■ WRITTEN PROBLEM: Which lines of the records contain the string "water"? Filter them out and copy each one whole, treating uppercase and lowercase letters as different.

■ GIVEN RECORDS:

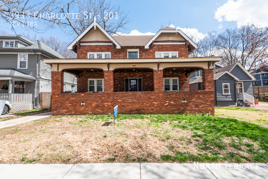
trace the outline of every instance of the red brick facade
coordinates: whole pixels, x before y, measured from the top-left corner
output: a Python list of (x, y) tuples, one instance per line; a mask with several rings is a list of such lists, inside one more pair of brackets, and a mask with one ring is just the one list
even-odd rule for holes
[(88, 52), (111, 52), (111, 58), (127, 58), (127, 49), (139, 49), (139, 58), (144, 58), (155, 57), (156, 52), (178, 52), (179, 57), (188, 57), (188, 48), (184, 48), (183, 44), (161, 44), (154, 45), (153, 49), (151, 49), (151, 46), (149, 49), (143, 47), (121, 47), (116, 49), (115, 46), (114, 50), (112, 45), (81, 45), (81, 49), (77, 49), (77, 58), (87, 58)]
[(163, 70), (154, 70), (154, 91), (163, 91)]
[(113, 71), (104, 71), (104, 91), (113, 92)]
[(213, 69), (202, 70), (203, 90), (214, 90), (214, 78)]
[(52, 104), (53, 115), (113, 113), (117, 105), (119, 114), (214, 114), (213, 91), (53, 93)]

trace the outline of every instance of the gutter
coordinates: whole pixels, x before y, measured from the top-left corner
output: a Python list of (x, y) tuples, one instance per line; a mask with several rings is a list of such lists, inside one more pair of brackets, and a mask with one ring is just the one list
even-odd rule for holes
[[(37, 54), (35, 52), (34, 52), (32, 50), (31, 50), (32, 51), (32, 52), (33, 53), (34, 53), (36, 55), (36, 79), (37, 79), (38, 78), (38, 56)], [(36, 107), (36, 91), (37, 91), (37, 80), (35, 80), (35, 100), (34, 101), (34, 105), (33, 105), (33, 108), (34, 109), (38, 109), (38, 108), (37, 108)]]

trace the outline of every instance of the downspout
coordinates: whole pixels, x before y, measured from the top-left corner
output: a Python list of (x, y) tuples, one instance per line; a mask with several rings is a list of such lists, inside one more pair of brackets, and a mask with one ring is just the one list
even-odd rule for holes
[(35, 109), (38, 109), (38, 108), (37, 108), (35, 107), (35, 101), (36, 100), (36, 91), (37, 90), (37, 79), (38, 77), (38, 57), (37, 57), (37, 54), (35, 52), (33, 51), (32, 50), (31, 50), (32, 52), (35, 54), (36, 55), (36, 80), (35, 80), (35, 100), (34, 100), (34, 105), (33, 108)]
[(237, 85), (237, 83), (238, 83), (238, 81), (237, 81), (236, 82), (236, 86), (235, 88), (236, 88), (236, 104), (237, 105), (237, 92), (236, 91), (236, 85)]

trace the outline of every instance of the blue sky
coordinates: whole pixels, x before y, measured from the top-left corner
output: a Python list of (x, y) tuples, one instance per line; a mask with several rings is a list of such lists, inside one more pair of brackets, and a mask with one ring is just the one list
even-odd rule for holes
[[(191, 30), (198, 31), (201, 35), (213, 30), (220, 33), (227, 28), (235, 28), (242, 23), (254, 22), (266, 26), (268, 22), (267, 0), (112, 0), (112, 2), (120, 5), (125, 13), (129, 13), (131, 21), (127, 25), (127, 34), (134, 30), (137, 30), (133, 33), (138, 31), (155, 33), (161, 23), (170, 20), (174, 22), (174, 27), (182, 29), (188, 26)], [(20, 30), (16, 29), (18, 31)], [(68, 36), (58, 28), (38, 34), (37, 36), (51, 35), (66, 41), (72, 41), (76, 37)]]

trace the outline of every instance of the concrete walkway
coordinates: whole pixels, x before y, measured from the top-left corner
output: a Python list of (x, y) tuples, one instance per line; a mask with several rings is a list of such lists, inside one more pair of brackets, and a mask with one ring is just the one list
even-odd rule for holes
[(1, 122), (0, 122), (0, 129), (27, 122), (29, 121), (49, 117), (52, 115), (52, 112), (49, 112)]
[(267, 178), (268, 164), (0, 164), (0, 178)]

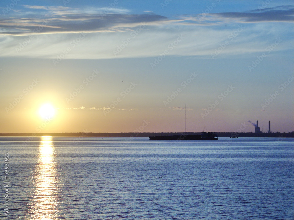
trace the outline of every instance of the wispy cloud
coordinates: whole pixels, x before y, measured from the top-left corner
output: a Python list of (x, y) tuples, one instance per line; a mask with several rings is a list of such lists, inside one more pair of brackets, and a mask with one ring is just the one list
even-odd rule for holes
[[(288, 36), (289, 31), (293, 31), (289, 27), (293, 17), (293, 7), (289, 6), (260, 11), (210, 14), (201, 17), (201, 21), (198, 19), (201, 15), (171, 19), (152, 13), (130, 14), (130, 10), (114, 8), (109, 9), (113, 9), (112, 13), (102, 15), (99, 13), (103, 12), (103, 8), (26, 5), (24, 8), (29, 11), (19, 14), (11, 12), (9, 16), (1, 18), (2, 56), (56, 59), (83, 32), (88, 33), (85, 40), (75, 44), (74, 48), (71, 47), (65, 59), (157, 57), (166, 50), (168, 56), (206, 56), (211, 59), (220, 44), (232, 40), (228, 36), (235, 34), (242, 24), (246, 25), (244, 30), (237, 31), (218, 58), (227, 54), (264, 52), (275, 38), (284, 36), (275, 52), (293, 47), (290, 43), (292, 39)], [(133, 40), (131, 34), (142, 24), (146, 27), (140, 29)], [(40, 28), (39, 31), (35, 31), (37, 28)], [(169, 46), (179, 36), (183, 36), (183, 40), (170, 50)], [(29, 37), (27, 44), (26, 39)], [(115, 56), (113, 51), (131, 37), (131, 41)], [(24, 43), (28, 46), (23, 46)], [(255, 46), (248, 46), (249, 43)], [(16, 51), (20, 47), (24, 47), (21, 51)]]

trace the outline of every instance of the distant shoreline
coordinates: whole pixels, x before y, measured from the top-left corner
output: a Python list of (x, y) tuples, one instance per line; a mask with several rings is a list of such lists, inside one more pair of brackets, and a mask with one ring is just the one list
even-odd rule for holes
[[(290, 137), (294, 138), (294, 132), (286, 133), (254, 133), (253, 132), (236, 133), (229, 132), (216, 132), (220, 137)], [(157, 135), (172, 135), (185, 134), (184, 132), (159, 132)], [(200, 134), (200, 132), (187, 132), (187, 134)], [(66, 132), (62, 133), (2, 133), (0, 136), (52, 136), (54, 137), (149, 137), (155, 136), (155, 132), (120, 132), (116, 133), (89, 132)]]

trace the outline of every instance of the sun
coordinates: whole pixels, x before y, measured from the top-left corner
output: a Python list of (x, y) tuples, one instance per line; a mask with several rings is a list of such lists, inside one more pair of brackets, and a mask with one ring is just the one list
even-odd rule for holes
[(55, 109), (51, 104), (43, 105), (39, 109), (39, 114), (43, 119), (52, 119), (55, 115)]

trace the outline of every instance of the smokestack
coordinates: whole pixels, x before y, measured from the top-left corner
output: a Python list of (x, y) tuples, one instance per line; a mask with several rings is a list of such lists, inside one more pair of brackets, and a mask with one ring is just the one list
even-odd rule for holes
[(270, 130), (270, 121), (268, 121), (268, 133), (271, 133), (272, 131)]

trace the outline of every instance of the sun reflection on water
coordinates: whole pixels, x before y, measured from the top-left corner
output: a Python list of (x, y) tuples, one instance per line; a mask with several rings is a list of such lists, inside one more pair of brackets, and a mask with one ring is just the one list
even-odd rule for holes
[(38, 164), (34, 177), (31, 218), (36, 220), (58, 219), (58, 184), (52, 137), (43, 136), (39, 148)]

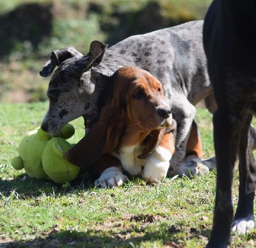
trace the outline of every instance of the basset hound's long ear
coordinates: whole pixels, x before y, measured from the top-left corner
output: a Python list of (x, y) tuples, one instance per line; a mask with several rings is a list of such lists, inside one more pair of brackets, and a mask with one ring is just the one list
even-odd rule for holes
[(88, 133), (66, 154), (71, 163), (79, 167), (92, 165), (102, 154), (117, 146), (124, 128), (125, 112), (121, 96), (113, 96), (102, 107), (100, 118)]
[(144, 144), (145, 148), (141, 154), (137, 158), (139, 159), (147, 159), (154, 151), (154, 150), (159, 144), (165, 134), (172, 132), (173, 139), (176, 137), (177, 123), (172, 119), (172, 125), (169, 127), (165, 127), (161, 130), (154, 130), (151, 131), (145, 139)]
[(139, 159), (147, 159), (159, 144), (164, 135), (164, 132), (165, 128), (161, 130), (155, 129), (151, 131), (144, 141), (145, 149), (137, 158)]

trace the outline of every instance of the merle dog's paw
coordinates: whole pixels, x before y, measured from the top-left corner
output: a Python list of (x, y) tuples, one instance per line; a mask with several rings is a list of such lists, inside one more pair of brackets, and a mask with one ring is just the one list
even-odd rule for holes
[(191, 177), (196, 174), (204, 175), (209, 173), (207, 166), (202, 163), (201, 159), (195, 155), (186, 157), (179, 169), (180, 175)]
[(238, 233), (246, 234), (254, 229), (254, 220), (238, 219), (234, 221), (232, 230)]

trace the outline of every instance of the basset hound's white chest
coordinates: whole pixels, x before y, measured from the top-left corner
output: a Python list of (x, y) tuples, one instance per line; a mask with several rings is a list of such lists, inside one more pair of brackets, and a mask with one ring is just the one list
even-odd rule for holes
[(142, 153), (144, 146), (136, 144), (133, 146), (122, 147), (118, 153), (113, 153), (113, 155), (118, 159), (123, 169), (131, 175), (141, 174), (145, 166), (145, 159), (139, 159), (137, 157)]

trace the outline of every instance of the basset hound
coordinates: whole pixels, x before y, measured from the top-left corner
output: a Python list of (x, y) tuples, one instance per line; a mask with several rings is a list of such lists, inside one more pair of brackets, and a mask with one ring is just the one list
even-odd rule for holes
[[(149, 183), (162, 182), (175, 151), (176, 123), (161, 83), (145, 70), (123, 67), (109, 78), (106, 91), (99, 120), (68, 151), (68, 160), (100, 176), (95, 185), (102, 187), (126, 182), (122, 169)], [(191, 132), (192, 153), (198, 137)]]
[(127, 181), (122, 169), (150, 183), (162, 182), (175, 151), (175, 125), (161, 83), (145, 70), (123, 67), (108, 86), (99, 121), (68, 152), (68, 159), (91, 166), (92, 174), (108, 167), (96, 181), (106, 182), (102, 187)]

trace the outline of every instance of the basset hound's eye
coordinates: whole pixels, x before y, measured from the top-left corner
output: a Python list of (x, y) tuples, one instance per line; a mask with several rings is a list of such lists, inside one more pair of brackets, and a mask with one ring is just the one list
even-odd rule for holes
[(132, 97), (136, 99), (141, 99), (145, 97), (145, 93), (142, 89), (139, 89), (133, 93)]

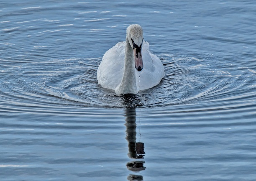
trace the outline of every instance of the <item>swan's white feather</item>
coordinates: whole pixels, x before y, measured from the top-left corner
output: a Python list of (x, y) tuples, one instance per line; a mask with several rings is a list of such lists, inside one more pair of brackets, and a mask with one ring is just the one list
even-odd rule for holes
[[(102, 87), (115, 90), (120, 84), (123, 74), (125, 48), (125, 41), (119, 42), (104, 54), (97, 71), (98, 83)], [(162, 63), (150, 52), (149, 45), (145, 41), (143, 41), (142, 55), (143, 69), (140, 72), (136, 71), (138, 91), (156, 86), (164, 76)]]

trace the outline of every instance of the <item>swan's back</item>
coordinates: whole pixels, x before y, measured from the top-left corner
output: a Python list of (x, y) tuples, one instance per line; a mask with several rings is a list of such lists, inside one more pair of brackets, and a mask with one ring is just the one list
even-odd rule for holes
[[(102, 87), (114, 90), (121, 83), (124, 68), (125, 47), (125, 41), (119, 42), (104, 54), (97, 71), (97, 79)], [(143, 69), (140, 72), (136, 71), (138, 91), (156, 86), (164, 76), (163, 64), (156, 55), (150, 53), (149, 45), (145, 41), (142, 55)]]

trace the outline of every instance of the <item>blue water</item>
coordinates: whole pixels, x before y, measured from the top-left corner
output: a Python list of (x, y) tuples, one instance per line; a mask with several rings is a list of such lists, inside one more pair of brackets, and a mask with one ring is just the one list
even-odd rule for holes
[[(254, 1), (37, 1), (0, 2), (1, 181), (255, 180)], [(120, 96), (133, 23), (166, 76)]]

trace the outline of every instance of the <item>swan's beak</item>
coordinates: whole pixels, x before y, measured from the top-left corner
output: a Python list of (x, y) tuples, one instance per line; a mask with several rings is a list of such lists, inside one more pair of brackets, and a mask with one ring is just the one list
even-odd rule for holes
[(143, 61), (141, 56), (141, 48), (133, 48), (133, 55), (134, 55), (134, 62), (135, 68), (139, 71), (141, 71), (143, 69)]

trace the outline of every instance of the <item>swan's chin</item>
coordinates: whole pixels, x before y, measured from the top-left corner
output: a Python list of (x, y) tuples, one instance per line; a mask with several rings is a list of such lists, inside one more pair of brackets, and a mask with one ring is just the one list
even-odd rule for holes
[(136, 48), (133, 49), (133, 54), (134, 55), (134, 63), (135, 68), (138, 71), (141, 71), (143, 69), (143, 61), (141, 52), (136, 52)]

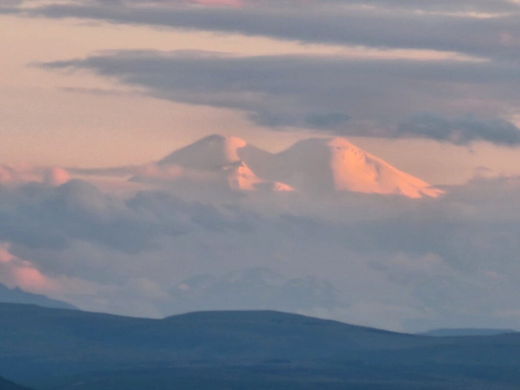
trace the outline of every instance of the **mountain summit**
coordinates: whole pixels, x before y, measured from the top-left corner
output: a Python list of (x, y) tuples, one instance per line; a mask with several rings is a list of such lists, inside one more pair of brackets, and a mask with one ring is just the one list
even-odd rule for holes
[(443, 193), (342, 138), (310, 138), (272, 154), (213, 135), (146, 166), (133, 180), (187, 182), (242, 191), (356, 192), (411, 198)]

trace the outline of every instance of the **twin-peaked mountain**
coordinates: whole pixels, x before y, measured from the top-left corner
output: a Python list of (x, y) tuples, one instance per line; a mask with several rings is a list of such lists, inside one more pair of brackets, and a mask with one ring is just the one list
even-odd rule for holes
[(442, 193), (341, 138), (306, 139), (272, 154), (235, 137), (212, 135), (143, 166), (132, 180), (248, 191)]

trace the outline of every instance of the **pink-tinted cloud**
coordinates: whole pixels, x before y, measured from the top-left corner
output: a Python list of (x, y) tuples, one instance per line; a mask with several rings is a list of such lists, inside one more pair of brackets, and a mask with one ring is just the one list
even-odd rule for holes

■ RESULT FOR THIS TASK:
trace the outline of every instance of the sun reflection on water
trace the outline of every instance of the <item>blue water</item>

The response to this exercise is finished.